Restate the records below word for word.

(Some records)
**********

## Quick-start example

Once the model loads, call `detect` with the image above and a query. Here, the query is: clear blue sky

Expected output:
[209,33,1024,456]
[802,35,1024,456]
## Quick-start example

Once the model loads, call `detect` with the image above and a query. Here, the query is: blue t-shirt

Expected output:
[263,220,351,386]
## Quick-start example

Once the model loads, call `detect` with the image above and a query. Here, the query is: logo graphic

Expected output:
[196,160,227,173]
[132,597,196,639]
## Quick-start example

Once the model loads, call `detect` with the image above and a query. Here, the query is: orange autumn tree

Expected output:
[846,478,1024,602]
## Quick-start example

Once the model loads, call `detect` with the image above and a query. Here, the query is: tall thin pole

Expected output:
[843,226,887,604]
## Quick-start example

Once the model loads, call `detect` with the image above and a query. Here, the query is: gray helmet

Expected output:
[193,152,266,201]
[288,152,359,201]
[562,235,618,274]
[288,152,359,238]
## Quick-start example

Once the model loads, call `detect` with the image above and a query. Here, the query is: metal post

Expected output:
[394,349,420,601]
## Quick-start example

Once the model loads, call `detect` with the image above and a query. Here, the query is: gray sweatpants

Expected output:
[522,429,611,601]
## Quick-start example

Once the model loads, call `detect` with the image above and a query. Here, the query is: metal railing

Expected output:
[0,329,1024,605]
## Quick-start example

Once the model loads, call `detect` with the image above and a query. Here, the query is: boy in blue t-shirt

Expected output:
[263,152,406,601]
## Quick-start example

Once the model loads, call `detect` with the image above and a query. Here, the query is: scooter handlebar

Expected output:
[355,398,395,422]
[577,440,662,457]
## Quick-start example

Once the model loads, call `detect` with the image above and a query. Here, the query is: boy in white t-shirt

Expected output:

**********

### SOLUTION
## Quick-start example

Once the model loads, call `detect` with the image above and a query. Here, the query is: clear blue sky

Expected output:
[209,33,1024,456]
[802,35,1024,456]
## Quick-start example

Once the model loads, call `detect` with the image above and a query. Here, the query is: blue t-shirt

Expected output:
[263,220,351,386]
## Quick-start example

Once the model loads, call `detect` with the image above and a query. Here, the query is: logo graphic

Expected output:
[196,160,227,173]
[132,597,196,639]
## Quick-start example

Once the model loads, call `detect` with the image above and a query. Here, the query is: orange autumn tree

Expected output:
[846,478,1024,602]
## Quick-start example

Once the model loads, call `detect` with the image above and a query. Here, the query is: tall thin pole

Expected output:
[843,226,887,604]
## Quick-start example

Once the model loads, call `detect` with the image above and a query. Here, the query is: gray helmet

Expected output:
[193,152,266,201]
[288,152,359,201]
[562,235,618,274]
[288,152,359,238]
## Quick-start example

Once the model loads, call `detect` with the image above and a query. Here, the query is: metal post

Expected output:
[394,349,420,601]
## Quick-start example

Once the model loads, call `detect` with the image above and a query. Here, the query is: gray sweatpants

Expected output:
[522,429,611,601]
## Quick-start example

Once the model loads, call `detect` with the image above and a query. Here, the query is: metal railing

Expected output:
[0,329,1024,605]
## Quick-start example

Once the model loads, call `detect` with the image above and a query. Here, the query is: boy in blue t-shirt

Expected output:
[263,152,406,601]
## Quick-start example

Once the model loads, call `detect` with the image above and a query. Here, the query is: scooter handlebar

Expected output:
[355,398,395,422]
[577,440,662,457]
## Quick-start example

Once the model loads, call `detect` with the image above and a query. Here, the query is: boy in white t-shirt

Expected output:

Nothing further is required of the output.